Written task: Count how many of the lines below contain the word "road" and state only that number.

(Dataset rows)
++++++++++++++++++++
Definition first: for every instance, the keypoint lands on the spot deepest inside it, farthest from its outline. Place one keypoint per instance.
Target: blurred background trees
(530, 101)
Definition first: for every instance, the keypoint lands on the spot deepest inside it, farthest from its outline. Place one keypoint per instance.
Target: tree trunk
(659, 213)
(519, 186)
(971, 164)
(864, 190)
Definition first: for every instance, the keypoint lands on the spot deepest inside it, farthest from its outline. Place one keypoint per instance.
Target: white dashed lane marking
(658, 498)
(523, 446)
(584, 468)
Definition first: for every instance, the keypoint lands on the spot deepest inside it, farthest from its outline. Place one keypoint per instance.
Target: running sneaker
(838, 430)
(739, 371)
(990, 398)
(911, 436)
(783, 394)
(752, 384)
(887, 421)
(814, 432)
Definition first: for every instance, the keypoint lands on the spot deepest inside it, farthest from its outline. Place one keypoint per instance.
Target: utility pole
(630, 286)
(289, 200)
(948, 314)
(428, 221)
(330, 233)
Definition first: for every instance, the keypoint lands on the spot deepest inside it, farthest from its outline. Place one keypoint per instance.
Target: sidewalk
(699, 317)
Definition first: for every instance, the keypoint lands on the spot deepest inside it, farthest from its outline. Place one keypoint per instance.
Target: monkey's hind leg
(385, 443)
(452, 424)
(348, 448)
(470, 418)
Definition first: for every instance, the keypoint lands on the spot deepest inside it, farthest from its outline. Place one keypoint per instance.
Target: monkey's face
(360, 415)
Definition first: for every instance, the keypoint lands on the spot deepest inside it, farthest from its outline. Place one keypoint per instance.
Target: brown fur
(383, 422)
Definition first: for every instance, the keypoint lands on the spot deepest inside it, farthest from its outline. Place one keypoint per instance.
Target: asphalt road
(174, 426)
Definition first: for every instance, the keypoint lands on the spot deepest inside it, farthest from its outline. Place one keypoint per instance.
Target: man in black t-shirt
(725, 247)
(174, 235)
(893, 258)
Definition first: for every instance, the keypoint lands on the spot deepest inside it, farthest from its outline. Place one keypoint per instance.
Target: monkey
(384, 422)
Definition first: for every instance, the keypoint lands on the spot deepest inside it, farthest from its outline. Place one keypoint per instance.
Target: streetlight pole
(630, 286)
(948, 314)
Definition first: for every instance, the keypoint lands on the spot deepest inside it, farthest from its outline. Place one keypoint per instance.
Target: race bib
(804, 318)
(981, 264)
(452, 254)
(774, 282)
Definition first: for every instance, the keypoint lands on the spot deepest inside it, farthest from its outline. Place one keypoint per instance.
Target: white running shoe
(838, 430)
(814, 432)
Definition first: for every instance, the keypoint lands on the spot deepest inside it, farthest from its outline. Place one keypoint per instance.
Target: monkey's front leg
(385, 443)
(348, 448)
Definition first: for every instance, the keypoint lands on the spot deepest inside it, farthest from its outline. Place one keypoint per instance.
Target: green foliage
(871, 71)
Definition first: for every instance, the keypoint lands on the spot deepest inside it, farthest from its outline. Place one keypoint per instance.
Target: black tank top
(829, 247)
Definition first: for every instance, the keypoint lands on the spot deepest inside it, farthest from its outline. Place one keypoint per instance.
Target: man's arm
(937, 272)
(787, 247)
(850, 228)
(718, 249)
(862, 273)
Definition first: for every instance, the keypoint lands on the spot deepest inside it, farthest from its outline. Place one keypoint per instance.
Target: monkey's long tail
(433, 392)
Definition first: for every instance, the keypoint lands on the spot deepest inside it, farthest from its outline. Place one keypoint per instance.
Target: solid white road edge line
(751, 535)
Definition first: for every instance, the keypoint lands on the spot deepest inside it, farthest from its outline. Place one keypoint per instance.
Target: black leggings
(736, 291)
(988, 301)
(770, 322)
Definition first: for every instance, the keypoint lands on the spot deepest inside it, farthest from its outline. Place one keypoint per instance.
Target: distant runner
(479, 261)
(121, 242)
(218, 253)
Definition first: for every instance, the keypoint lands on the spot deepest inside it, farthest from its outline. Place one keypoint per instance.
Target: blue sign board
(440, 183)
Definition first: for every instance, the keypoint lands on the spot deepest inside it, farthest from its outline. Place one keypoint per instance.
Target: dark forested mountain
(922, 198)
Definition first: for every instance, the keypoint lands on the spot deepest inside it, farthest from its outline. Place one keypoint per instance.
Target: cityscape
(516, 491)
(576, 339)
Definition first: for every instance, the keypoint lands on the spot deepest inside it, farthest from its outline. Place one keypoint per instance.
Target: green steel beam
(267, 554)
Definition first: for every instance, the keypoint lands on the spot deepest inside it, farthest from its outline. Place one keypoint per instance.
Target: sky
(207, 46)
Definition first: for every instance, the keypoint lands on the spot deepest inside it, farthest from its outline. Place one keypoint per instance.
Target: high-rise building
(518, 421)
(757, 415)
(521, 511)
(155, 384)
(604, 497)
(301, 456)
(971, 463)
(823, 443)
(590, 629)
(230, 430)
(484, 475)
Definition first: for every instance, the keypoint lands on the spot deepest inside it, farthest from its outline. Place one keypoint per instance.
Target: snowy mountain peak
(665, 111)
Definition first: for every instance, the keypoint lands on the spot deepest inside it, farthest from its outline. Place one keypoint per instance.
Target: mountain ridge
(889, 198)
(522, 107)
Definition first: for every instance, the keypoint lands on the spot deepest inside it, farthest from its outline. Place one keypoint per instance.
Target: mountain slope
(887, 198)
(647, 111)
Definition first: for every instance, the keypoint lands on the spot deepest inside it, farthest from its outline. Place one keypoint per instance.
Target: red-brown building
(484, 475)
++++++++++++++++++++
Full output: 2